== Problem details ==
A single number is required: how many lines in the records below contain "target".

### The data

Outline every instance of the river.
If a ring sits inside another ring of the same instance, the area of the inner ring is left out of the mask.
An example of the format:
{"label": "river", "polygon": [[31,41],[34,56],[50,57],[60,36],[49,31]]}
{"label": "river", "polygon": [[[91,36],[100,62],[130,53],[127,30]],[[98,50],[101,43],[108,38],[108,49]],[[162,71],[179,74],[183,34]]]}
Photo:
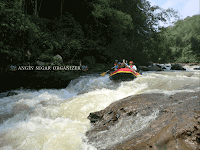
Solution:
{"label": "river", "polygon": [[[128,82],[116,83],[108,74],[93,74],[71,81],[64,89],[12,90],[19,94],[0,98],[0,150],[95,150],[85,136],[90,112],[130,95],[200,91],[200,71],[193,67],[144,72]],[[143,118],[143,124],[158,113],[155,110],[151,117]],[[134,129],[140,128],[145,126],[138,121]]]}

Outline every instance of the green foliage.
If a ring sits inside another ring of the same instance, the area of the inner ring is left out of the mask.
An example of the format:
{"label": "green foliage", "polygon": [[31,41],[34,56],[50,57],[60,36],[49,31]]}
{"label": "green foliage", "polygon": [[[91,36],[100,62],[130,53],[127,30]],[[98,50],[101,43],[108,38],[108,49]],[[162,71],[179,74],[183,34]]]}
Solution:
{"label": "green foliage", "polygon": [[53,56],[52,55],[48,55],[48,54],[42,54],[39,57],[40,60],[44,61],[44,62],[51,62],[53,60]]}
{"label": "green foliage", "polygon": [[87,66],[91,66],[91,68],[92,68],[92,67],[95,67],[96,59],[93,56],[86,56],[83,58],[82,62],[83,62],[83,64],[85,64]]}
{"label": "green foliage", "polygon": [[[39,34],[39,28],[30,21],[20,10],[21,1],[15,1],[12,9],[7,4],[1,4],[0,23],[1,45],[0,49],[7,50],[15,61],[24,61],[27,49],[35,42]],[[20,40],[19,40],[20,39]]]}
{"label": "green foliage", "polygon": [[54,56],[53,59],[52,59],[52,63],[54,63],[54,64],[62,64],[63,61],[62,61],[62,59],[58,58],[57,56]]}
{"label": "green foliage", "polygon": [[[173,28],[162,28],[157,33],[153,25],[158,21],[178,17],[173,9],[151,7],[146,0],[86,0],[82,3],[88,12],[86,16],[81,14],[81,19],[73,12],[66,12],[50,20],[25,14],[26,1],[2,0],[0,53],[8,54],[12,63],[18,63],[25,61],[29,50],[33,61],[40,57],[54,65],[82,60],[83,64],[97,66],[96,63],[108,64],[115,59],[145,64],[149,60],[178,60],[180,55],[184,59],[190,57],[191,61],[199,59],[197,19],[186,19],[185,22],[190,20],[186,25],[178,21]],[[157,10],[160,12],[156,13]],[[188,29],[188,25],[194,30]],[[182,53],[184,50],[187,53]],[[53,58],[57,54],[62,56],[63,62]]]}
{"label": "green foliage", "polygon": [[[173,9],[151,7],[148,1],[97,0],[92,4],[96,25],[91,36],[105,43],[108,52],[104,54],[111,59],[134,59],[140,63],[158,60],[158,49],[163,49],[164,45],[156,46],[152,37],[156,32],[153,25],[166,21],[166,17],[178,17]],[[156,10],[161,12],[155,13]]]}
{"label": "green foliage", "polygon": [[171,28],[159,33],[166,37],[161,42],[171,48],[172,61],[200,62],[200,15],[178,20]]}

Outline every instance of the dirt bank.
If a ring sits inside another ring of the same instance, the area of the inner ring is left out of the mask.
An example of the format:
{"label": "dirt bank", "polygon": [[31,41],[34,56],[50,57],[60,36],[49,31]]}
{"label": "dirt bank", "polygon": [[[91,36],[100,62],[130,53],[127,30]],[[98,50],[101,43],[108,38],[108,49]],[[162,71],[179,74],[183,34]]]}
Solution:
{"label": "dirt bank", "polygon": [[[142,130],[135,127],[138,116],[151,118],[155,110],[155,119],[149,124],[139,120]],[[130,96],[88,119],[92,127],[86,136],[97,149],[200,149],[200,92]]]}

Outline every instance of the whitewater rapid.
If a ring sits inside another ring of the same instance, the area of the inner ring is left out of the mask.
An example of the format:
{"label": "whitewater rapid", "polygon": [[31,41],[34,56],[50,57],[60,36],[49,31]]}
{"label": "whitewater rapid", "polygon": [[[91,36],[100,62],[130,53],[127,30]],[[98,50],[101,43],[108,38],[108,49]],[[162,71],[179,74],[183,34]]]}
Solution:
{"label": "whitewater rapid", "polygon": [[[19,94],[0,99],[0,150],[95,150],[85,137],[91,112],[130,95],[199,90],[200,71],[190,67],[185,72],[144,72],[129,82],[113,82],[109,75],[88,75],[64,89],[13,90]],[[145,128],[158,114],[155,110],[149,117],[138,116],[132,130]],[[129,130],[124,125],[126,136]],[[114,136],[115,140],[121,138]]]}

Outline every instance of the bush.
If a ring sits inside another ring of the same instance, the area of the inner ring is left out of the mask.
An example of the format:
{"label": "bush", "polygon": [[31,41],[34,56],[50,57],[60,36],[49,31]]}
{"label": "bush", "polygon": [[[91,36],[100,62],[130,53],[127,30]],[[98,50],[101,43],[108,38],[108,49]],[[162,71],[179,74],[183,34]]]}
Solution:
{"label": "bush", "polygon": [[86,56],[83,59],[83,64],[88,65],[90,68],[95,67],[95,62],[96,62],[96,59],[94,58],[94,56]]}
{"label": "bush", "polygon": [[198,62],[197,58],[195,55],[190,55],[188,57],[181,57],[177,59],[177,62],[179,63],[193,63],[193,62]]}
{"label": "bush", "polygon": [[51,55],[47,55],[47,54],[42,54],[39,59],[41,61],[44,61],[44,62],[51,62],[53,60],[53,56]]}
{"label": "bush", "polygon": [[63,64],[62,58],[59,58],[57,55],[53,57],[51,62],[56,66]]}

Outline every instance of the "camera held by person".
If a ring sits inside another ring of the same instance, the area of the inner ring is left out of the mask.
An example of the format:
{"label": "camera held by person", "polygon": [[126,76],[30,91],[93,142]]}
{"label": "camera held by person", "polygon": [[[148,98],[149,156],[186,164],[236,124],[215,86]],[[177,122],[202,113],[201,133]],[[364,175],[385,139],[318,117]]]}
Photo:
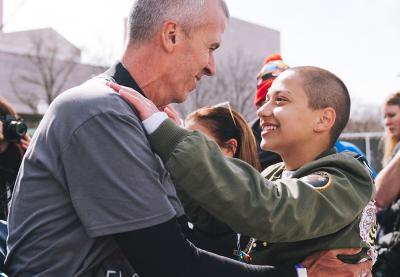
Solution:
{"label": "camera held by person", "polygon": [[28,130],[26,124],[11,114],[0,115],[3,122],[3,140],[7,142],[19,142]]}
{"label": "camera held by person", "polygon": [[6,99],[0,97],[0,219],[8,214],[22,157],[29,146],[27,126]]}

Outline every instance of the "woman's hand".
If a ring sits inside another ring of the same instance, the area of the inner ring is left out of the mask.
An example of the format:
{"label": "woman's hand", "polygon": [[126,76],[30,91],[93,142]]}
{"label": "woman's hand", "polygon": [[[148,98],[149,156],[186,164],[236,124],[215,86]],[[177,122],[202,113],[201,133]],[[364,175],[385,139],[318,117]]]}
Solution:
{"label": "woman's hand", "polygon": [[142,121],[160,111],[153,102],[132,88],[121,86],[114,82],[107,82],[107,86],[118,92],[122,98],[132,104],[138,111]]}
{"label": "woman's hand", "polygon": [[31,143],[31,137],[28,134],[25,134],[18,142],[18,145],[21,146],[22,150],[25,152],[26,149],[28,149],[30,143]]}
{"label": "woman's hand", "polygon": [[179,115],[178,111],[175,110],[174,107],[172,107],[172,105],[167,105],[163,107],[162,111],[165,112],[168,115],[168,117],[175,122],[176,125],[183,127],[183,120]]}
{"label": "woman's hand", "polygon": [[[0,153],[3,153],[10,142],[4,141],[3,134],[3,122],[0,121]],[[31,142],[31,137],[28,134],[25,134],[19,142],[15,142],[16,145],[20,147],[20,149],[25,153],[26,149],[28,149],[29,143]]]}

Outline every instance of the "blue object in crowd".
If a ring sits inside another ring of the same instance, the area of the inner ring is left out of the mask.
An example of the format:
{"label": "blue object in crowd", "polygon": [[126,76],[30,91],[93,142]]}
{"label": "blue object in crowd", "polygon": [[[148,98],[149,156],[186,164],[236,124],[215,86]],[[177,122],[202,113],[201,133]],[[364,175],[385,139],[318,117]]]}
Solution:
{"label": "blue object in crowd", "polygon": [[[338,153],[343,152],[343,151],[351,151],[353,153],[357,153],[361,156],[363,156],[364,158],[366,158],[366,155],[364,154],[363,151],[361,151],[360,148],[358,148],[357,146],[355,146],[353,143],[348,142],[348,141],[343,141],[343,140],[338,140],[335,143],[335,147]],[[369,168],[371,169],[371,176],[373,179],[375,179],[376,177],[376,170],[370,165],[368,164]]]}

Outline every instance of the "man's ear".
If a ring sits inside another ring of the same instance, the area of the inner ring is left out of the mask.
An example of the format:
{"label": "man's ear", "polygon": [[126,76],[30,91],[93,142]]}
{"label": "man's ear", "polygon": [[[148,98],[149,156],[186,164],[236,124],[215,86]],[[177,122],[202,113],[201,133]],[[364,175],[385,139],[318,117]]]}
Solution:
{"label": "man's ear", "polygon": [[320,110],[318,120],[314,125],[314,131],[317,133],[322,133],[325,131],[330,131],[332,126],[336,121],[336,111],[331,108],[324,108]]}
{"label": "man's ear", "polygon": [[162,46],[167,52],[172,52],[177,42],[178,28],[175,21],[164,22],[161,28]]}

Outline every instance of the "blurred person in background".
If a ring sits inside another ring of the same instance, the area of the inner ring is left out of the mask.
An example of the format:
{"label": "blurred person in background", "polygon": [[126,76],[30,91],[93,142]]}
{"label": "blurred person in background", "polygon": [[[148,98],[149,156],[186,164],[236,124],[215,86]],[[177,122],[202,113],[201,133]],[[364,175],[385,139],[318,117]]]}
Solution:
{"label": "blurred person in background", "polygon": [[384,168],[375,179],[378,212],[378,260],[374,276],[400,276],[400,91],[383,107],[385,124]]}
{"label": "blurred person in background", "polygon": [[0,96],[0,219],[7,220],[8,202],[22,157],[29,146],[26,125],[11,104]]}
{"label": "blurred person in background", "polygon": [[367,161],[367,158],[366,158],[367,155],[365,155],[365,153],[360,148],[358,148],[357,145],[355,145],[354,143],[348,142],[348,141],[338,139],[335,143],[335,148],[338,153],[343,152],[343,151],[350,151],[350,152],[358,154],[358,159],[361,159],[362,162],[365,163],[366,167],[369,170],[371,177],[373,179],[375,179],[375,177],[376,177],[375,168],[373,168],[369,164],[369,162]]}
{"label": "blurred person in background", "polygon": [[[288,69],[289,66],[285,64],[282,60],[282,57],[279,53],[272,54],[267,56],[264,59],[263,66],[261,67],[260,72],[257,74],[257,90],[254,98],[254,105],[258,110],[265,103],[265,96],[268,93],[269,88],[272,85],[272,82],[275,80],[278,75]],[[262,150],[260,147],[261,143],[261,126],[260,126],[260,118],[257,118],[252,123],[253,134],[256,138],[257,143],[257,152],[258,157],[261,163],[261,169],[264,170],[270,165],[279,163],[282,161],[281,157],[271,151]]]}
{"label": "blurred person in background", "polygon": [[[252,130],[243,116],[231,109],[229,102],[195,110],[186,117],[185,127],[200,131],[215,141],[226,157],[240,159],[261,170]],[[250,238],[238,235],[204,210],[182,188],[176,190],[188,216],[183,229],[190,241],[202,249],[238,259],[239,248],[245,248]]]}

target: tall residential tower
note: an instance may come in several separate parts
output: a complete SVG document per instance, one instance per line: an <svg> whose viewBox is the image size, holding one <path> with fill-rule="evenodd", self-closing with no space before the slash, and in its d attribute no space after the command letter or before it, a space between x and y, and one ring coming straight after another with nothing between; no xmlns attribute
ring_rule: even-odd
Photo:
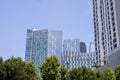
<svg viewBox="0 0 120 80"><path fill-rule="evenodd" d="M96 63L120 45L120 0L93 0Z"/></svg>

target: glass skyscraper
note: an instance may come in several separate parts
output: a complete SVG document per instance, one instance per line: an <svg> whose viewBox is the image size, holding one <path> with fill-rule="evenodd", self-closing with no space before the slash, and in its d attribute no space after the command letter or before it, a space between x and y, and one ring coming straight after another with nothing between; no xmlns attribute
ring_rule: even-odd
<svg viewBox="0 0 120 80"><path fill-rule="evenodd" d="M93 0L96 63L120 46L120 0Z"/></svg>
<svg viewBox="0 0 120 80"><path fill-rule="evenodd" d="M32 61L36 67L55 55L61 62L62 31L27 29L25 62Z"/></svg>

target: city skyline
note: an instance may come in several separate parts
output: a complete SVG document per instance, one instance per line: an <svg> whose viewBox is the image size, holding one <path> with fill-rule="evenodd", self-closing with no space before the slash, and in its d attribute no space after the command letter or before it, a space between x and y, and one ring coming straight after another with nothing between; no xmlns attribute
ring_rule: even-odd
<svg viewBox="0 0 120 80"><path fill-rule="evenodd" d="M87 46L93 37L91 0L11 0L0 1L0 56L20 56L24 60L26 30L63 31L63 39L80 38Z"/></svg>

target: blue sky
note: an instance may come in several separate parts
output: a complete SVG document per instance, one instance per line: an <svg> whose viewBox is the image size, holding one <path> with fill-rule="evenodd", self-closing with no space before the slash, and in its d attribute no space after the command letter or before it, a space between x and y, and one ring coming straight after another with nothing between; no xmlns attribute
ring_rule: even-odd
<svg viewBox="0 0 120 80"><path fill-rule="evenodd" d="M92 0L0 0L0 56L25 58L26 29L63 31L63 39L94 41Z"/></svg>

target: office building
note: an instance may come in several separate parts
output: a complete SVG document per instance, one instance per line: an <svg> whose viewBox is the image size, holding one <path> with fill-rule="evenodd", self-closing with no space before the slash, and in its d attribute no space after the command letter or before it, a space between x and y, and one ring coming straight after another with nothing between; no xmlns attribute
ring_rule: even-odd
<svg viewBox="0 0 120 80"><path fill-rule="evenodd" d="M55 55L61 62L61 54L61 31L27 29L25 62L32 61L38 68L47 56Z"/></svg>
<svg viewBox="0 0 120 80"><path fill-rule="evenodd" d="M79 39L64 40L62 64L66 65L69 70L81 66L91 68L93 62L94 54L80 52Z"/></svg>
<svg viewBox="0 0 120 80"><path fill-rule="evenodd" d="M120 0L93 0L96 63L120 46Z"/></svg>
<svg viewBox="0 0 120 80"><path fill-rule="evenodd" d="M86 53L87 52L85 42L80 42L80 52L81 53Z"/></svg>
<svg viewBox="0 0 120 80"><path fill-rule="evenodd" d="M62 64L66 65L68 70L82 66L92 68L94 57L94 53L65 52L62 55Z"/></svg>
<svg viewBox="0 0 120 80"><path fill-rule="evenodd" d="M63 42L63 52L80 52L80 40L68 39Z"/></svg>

######

== Solved exercise ==
5